It transpired that the books,
records and documents were documents concerning the Trust which were
kept within a room in the common
home. This relief patently is a
matter which relates to the Trust and not to the estate. At the time
of the application there
was no threat to any of the movable assets
contained within the common home. The bulk of the movable assets had
been there continuously
over the period, to the end they were
depleted and there was no indication when they were removed or by
whom. There was certainly
no imminent threat by the respondents to
remove any of the movables. As at February 2010 the parties were at
such loggerheads
that the first respondent was not prepared to meet
with the applicant unless legal representatives were present. During
April 2010
the first respondent notified the applicant that he
required correspondence to be directed through his attorney. During
May 2010
the applicant asked the respondents’ attorneys when
access would be given to the documents in the flat so that the
accounts
relative to the estate could be prepared. When the annexure
referred to is consulted it is apparent that the request concerned
information and details, accounting records and other information
already requested. The documents and information already requested
related to the Trust as appears more fully from the email dated 2
February 2010 in which the following appears:
“
Accordingly
and again I am asking you to please let me have copies of the Trust
documents and the bank accounts and the documents
relating to the
business which is owned by the Trust so as to enable Allan to obtain
advice and understand what his position is.

-*-

Short exercise
Copy the court excerpt above about the Trust documents and the common home in full, word for word.

Supplied information
-*-

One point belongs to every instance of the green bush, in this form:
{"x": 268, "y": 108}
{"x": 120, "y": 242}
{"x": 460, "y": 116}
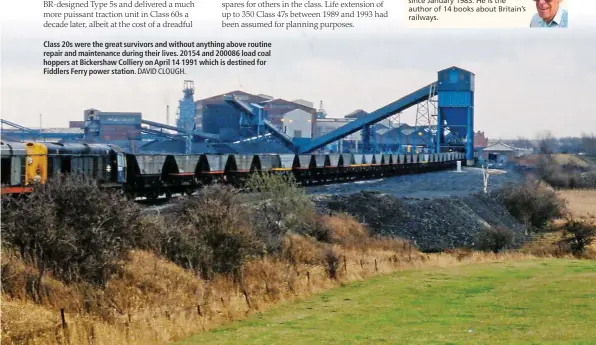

-*-

Response to the task
It transpired that the books,
records and documents were documents concerning the Trust which were
kept within a room in the common
home. This relief patently is a
matter which relates to the Trust and not to the estate. At the time
of the application there
was no threat to any of the movable assets
contained within the common home. The bulk of the movable assets had
been there continuously
over the period, to the end they were
depleted and there was no indication when they were removed or by
whom. There was certainly
no imminent threat by the respondents to
remove any of the movables. As at February 2010 the parties were at
such loggerheads
that the first respondent was not prepared to meet
with the applicant unless legal representatives were present. During
April 2010
the first respondent notified the applicant that he
required correspondence to be directed through his attorney. During
May 2010
the applicant asked the respondents’ attorneys when
access would be given to the documents in the flat so that the
accounts
relative to the estate could be prepared. When the annexure
referred to is consulted it is apparent that the request concerned
information and details, accounting records and other information
already requested. The documents and information already requested
related to the Trust as appears more fully from the email dated 2
February 2010 in which the following appears:
“
Accordingly
and again I am asking you to please let me have copies of the Trust
documents and the bank accounts and the documents
relating to the
business which is owned by the Trust so as to enable Allan to obtain
advice and understand what his position is.